*** Opening of PASSAGE FOR REVIEW ***

Ex-Green Beret: I Launched Failed Amphibious Raid

Jordan Goudreau’s comments cap a bizarre Sunday
By Newser Editors and Wire Services
Posted May 4, 2020 12:52 AM CDT
Ex-Green Beret: I Launched Failed Amphibious Raid
Security forces guard the shore area and a boat in which authorities claim a group of armed men landed in the port city of La Guaira, Venezuela, Sunday, May 3, 2020.   (AP Photo/Matias Delacroix)

A former Green Beret has taken responsibility for what he claimed was a failed attack Sunday aimed at overthrowing Venezuelan President Nicolás Maduro and that the socialist government said ended with eight dead, the AP reports. Jordan Goudreau’s comments in an interview with an exiled Venezuelan journalist capped a bizarre day that started with reports of a pre-dawn amphibious raid near the South American country's heavily guarded capital. More:

  • Both Goudreau and retired Venezuelan Capt. Javier Nieto declined to speak to the AP on Sunday when contacted after posting a video from an undisclosed location saying they had launched an anti-Maduro putsch called “Operation Gideon.” Both men live in Florida. “A daring amphibious raid was launched from the border of Colombia deep into the heart of Caracas,” Goudreau, in a New York Yankees ball cap, said in the video standing next to Nieto, who was dressed in an armored vest with a rolled-up Venezuelan flag pinned to his shoulder. “Our units have been activated in the south, west, and east of Venezuela.”

  • An AP investigation published Friday found that Goudreau had been working with Ret. Maj. Gen. Cliver Alcala, a retired Venezuelan army general now facing US narcotics charges, to train dozens of deserting Venezuelan soldiers at secret camps inside neighboring Colombia. The goal was to mount a cross border raid that would end in Maduro’s arrest. But from the outset the ragtag army lacked funding and US government support, all but guaranteeing defeat against Maduro’s sizable if demoralized armed forces. It also appears to have been penetrated by Maduro's extensive Cuban-backed intelligence network.
  • On Sunday, Goudreau said cells of his men were still on the ground and activating inside Venezuela, some of them fighting under the command of Venezuelan National Guardsman Capt. Antonio Sequea, who participated in a barracks revolt against Maduro a year ago. He said he hoped to join the rebels soon and invited Venezuelans and Maduro's troops to join the would-be insurgency, although there was no sign of fighting in the capital or elsewhere as night fell.

*** Close of PASSAGE FOR REVIEW ***
*** Opening of PROVIDED INFORMATION ***

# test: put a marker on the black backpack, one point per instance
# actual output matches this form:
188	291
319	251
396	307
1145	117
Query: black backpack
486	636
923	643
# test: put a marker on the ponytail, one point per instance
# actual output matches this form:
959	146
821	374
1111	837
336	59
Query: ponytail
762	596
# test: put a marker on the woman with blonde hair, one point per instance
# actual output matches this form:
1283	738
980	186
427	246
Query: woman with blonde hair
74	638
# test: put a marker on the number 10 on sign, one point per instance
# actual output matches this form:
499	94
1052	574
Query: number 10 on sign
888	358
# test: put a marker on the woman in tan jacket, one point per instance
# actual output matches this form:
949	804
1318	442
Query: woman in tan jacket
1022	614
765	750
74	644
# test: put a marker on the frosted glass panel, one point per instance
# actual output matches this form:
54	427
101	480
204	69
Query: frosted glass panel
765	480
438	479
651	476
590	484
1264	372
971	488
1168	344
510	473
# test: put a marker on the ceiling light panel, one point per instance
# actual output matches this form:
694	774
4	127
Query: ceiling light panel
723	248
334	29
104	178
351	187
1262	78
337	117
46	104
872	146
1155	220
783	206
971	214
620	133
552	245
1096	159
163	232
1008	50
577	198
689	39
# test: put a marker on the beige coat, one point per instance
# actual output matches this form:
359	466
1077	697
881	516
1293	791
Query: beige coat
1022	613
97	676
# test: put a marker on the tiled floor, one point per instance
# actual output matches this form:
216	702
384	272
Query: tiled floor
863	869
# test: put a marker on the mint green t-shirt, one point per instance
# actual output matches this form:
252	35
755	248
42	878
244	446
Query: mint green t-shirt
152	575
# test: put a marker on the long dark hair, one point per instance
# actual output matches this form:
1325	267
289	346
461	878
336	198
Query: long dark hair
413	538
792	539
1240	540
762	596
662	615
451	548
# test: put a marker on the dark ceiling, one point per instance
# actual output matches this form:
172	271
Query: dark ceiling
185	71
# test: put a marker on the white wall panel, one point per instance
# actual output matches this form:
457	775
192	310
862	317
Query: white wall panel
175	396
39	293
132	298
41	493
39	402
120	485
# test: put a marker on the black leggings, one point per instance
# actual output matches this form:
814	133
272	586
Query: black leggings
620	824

*** Close of PROVIDED INFORMATION ***

WORK INSTRUCTION 1
From the article about the failed amphibious raid, reproduce verbatim the passage starting at "Jordan Goudreau’s comments cap" and ending at "(AP Photo/Matias Delacroix)".
WORK INSTRUCTION 2
According to the article about the failed amphibious raid, what name did Goudreau and Nieto give the anti-Maduro putsch they said they had launched?

RESPONSE 1
Jordan Goudreau’s comments cap a bizarre Sunday
By Newser Editors and Wire Services
Posted May 4, 2020 12:52 AM CDT
Ex-Green Beret: I Launched Failed Amphibious Raid
Security forces guard the shore area and a boat in which authorities claim a group of armed men landed in the port city of La Guaira, Venezuela, Sunday, May 3, 2020.   (AP Photo/Matias Delacroix)

RESPONSE 2
Operation Gideon